AIM OF THE EXERCISE:
Copy out exactly the lines from the one containing "Tag the soccer player in navy" to the end of the records below, both included, and nothing else.

-----

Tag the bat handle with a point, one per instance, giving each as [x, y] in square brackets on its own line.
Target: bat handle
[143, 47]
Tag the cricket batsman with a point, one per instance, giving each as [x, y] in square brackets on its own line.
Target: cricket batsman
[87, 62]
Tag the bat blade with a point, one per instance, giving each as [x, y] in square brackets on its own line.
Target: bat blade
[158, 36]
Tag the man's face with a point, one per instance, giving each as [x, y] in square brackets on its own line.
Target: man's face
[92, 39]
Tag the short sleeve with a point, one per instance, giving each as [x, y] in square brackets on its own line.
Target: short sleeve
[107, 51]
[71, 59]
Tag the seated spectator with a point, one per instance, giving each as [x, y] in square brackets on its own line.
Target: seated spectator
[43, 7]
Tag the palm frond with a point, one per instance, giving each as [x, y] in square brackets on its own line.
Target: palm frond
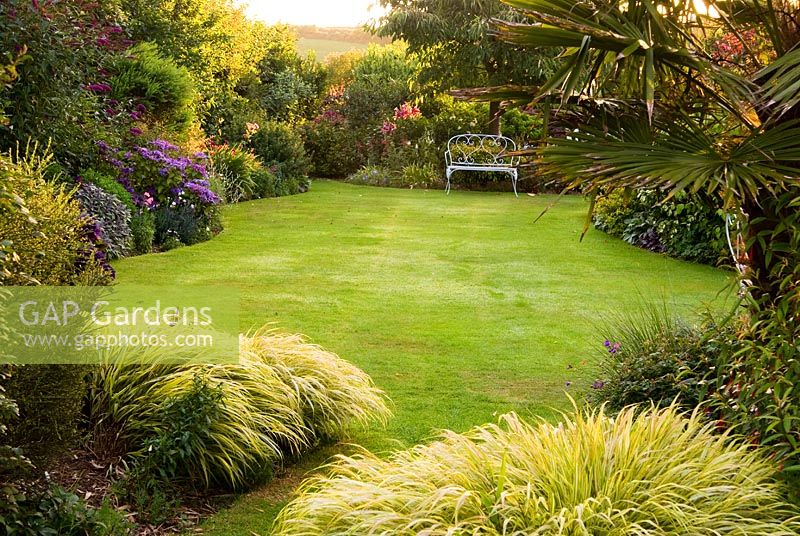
[678, 156]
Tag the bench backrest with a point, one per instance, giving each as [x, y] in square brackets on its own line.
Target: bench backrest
[481, 150]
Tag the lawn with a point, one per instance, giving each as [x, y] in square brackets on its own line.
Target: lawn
[461, 307]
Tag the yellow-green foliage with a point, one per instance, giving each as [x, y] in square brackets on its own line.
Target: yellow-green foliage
[278, 400]
[651, 472]
[333, 393]
[46, 237]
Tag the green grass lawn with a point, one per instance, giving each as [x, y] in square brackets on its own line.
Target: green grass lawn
[460, 306]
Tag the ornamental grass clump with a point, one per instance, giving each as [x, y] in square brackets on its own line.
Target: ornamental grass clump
[641, 472]
[282, 396]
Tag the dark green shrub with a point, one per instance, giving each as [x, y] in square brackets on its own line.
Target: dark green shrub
[165, 90]
[653, 357]
[522, 127]
[380, 84]
[172, 452]
[112, 216]
[110, 185]
[56, 511]
[265, 184]
[280, 148]
[50, 400]
[143, 230]
[228, 116]
[335, 147]
[450, 117]
[684, 226]
[184, 223]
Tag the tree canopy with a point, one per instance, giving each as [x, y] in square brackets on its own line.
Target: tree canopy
[456, 45]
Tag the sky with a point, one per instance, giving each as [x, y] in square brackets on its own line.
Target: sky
[313, 12]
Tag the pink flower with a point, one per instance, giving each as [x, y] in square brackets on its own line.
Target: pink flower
[388, 127]
[407, 111]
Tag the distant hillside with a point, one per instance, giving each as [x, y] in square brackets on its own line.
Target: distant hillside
[350, 35]
[324, 48]
[331, 41]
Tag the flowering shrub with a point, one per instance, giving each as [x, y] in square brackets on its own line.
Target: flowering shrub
[156, 173]
[237, 166]
[161, 179]
[654, 357]
[406, 111]
[109, 215]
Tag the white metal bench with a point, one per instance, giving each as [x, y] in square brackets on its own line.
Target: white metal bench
[481, 152]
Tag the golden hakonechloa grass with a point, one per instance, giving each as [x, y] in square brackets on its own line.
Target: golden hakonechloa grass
[283, 396]
[646, 473]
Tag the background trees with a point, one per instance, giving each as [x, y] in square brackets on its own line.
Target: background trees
[456, 47]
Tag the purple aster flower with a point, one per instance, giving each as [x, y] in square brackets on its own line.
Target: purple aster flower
[163, 145]
[203, 194]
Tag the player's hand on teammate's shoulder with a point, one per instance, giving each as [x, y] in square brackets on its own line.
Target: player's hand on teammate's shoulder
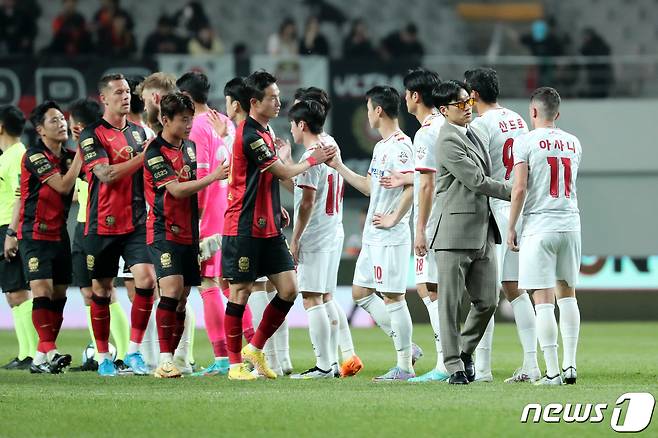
[218, 124]
[395, 179]
[512, 241]
[221, 171]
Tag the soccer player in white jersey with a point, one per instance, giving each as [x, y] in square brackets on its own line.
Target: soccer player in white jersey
[503, 127]
[317, 203]
[418, 85]
[384, 258]
[546, 162]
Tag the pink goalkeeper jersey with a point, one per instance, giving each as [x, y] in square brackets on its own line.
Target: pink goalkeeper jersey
[211, 150]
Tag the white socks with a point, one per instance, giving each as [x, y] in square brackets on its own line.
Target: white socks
[402, 331]
[526, 327]
[433, 311]
[483, 351]
[320, 333]
[569, 329]
[377, 309]
[547, 335]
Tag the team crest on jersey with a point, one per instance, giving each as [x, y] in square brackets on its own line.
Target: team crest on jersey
[243, 264]
[137, 137]
[165, 260]
[33, 264]
[90, 262]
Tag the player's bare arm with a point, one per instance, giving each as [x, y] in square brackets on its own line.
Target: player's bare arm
[519, 191]
[186, 189]
[303, 218]
[287, 171]
[396, 179]
[63, 184]
[392, 219]
[425, 193]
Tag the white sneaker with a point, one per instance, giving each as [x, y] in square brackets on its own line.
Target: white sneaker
[313, 373]
[521, 376]
[556, 380]
[569, 376]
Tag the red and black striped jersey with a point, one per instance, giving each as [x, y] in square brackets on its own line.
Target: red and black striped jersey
[254, 206]
[176, 220]
[43, 211]
[117, 208]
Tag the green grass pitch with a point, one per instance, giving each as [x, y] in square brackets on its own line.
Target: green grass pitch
[613, 359]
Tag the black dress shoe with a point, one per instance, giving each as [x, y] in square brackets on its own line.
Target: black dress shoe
[469, 366]
[458, 378]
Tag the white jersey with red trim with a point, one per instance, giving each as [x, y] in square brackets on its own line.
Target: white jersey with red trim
[425, 157]
[392, 153]
[326, 222]
[553, 157]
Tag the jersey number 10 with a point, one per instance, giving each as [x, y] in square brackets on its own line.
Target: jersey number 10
[555, 178]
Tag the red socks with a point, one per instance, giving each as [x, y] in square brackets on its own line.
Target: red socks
[273, 316]
[100, 322]
[140, 313]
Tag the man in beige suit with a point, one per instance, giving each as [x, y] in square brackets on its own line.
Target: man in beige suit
[466, 232]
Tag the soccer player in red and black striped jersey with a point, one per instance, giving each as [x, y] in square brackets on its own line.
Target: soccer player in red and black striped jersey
[47, 178]
[253, 244]
[173, 218]
[112, 150]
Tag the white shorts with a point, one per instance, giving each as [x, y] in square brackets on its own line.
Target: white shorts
[318, 271]
[383, 268]
[508, 260]
[548, 257]
[426, 268]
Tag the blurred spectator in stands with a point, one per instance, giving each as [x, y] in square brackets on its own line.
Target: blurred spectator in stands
[164, 39]
[599, 74]
[104, 24]
[205, 42]
[284, 42]
[191, 18]
[70, 33]
[120, 40]
[18, 26]
[402, 44]
[313, 42]
[358, 44]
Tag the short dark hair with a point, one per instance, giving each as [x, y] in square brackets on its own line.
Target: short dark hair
[549, 100]
[86, 111]
[175, 103]
[196, 84]
[423, 82]
[12, 120]
[484, 80]
[136, 102]
[386, 97]
[257, 82]
[448, 91]
[237, 90]
[310, 111]
[104, 82]
[38, 114]
[316, 94]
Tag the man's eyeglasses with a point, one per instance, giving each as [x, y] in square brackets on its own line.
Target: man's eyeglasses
[462, 104]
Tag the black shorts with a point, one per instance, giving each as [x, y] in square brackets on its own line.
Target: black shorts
[43, 260]
[81, 276]
[12, 277]
[244, 259]
[103, 252]
[170, 258]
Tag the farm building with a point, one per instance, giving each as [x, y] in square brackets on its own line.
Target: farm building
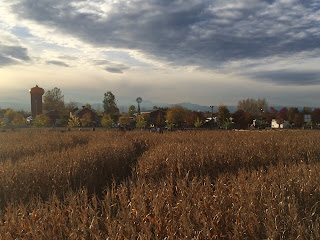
[79, 113]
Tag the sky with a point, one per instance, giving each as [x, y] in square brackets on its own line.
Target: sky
[165, 51]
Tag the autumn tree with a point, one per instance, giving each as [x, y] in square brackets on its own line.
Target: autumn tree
[223, 115]
[2, 123]
[298, 120]
[315, 116]
[292, 113]
[18, 120]
[132, 110]
[2, 112]
[74, 122]
[86, 119]
[193, 116]
[107, 121]
[146, 118]
[177, 115]
[241, 119]
[253, 106]
[53, 100]
[198, 123]
[41, 120]
[141, 122]
[110, 105]
[282, 115]
[10, 113]
[124, 120]
[306, 110]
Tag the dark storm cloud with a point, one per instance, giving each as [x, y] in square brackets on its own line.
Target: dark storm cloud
[114, 70]
[10, 55]
[58, 63]
[191, 32]
[68, 58]
[288, 77]
[111, 66]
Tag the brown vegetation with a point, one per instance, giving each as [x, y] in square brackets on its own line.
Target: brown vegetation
[201, 185]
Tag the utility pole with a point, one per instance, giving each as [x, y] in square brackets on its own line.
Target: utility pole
[211, 116]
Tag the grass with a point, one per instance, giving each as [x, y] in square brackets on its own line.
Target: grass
[191, 185]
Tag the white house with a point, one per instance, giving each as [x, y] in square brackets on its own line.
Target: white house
[274, 124]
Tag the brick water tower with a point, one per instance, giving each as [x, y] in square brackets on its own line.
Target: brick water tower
[36, 100]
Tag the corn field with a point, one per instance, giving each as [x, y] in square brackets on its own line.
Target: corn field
[177, 185]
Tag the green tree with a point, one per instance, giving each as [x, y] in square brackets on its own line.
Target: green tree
[74, 122]
[106, 121]
[53, 100]
[110, 106]
[223, 115]
[86, 120]
[132, 110]
[177, 115]
[41, 120]
[18, 120]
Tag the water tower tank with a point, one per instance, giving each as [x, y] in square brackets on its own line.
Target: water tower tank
[36, 100]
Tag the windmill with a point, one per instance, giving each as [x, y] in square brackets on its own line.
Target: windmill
[139, 100]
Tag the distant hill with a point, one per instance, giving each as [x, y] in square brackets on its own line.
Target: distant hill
[145, 106]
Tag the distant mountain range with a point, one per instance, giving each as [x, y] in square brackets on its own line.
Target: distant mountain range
[124, 106]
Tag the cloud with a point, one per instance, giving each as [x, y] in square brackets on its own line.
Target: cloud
[114, 70]
[207, 33]
[10, 55]
[288, 77]
[111, 67]
[71, 58]
[58, 63]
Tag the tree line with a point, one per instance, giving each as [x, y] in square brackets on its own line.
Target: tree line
[176, 116]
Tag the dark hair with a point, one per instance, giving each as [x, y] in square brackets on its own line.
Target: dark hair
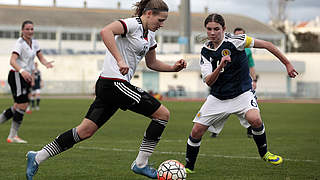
[156, 6]
[26, 22]
[214, 18]
[239, 29]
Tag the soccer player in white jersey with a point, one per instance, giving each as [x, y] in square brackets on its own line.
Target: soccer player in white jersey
[20, 79]
[127, 42]
[224, 67]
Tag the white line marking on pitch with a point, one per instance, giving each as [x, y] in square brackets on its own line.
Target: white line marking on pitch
[182, 153]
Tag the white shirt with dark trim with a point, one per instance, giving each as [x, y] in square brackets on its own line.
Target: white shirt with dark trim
[132, 46]
[26, 54]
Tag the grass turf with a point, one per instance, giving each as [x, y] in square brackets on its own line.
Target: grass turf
[293, 131]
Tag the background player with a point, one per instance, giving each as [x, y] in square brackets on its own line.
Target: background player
[38, 84]
[20, 79]
[224, 67]
[127, 42]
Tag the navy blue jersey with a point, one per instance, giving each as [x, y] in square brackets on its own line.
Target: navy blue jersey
[234, 79]
[37, 80]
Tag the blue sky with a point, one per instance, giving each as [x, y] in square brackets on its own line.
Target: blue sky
[297, 10]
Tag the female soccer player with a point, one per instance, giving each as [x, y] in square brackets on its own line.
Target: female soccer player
[224, 68]
[20, 79]
[127, 42]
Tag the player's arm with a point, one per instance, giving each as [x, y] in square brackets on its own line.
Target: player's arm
[153, 63]
[108, 36]
[212, 77]
[276, 52]
[13, 62]
[43, 60]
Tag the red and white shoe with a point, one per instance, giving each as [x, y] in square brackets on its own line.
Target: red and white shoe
[16, 140]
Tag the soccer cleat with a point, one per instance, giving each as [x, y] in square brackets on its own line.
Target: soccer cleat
[146, 171]
[249, 132]
[272, 158]
[189, 171]
[32, 165]
[16, 140]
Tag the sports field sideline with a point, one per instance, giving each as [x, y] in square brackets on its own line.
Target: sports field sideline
[292, 129]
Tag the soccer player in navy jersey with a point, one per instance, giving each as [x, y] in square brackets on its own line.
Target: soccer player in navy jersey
[20, 79]
[224, 67]
[253, 76]
[127, 41]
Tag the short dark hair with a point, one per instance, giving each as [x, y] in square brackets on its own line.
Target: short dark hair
[214, 18]
[26, 22]
[156, 6]
[239, 29]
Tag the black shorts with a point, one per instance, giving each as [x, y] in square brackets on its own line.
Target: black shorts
[114, 94]
[19, 87]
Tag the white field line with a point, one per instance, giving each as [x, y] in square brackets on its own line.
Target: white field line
[182, 153]
[179, 153]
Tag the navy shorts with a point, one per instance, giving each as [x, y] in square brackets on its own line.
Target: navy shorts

-----

EXPECTED OUTPUT:
Tag the soccer player in navy jersey with a point, one per instance, giving each as [x, y] in square brackets on its own line.
Target: soccer player in navy jersey
[20, 79]
[224, 67]
[253, 76]
[127, 41]
Tag the short dark hair with a point, one per instance, giving each as [x, y] in square brackets on its own line.
Target: short dark hair
[214, 18]
[26, 22]
[156, 6]
[239, 29]
Tag the black shorts with a point, one per instance, giving each as [x, y] in square brackets on its own line.
Target: black shorts
[114, 94]
[19, 87]
Tag the white field line with a point, one per instance, giving each as [x, y] in square brackets on its own line.
Target: white field line
[182, 153]
[179, 153]
Tag the navy shorts with a point, one per instance, giving each as [x, y] in square brackets on its own line.
Target: navy shorts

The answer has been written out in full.